__EXERCISE PROMPT__
Pull from the records below every line that contains the string "target" and copy each such line in full. Case counts when matching.

__WORKING DATA__

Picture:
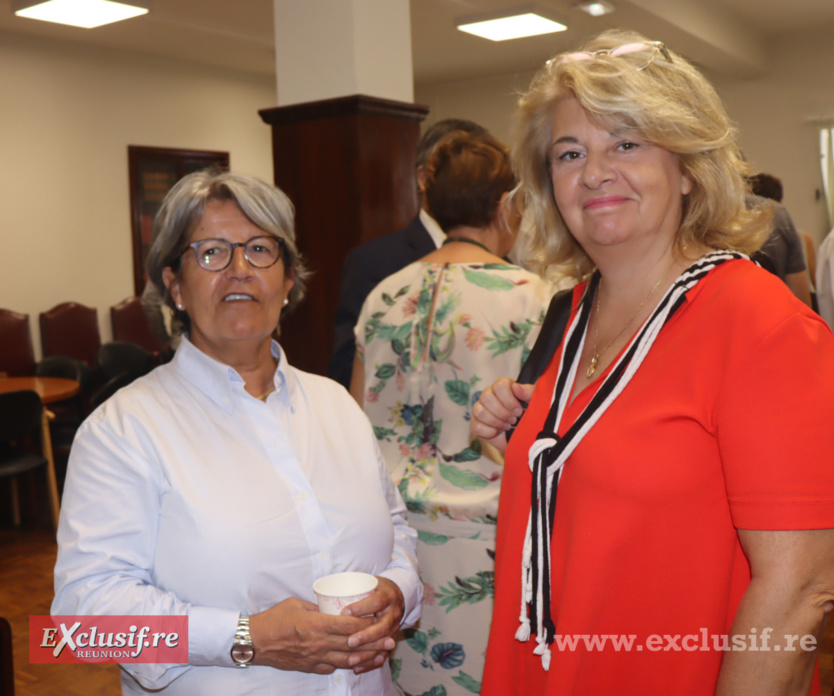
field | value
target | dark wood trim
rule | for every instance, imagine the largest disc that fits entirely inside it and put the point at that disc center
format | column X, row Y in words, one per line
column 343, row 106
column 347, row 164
==
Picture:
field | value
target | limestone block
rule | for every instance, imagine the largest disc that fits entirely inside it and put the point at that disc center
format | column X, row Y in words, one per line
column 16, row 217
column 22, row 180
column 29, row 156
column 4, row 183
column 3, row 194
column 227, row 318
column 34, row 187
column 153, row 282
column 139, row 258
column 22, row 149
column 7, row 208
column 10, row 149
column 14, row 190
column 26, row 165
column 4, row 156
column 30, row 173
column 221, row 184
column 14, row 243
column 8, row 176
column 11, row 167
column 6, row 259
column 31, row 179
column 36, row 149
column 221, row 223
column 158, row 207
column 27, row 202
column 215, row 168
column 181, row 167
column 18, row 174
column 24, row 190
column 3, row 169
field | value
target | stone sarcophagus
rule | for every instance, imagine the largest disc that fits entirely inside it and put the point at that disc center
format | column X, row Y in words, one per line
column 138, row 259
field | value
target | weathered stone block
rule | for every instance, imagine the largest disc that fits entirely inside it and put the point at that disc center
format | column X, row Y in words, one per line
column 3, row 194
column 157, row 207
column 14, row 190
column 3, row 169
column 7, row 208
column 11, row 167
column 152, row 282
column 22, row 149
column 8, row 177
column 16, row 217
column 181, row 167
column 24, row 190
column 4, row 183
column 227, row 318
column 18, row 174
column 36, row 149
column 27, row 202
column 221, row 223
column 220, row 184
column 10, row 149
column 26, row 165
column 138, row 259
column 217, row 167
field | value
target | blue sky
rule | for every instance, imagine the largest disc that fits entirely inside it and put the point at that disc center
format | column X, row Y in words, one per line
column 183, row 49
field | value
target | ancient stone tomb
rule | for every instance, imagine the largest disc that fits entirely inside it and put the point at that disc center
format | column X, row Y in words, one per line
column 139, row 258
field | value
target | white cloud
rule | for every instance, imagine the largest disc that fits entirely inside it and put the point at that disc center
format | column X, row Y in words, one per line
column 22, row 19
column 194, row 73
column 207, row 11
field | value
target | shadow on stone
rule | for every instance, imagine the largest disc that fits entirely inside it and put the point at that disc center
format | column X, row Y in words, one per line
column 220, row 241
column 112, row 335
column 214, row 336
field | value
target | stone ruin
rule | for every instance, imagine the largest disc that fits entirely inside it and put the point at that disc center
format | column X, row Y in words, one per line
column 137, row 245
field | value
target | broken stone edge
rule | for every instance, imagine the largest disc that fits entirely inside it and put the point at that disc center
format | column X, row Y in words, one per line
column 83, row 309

__FINISHED TASK__
target | dark wood trim
target | limestone block
target | stone sarcophagus
target | weathered stone block
target | blue sky
target | ancient stone tomb
target | white cloud
target | shadow on stone
target | stone ruin
target | broken stone edge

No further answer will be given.